### Exercise description
Search the records for "Target" and copy each line that holds it.

Natural language region descriptions:
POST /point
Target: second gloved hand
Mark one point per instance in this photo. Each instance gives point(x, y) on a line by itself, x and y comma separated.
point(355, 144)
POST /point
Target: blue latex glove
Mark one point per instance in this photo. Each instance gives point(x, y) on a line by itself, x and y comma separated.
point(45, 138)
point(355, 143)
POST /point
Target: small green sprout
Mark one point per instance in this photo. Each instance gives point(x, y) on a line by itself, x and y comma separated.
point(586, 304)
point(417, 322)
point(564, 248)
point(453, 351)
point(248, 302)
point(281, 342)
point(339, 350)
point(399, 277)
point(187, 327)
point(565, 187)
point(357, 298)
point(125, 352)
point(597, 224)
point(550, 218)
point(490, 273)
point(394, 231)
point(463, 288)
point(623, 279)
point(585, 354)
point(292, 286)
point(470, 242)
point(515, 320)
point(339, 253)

### Task result
Target: second gloved hand
Target: blue latex glove
Target: small green sprout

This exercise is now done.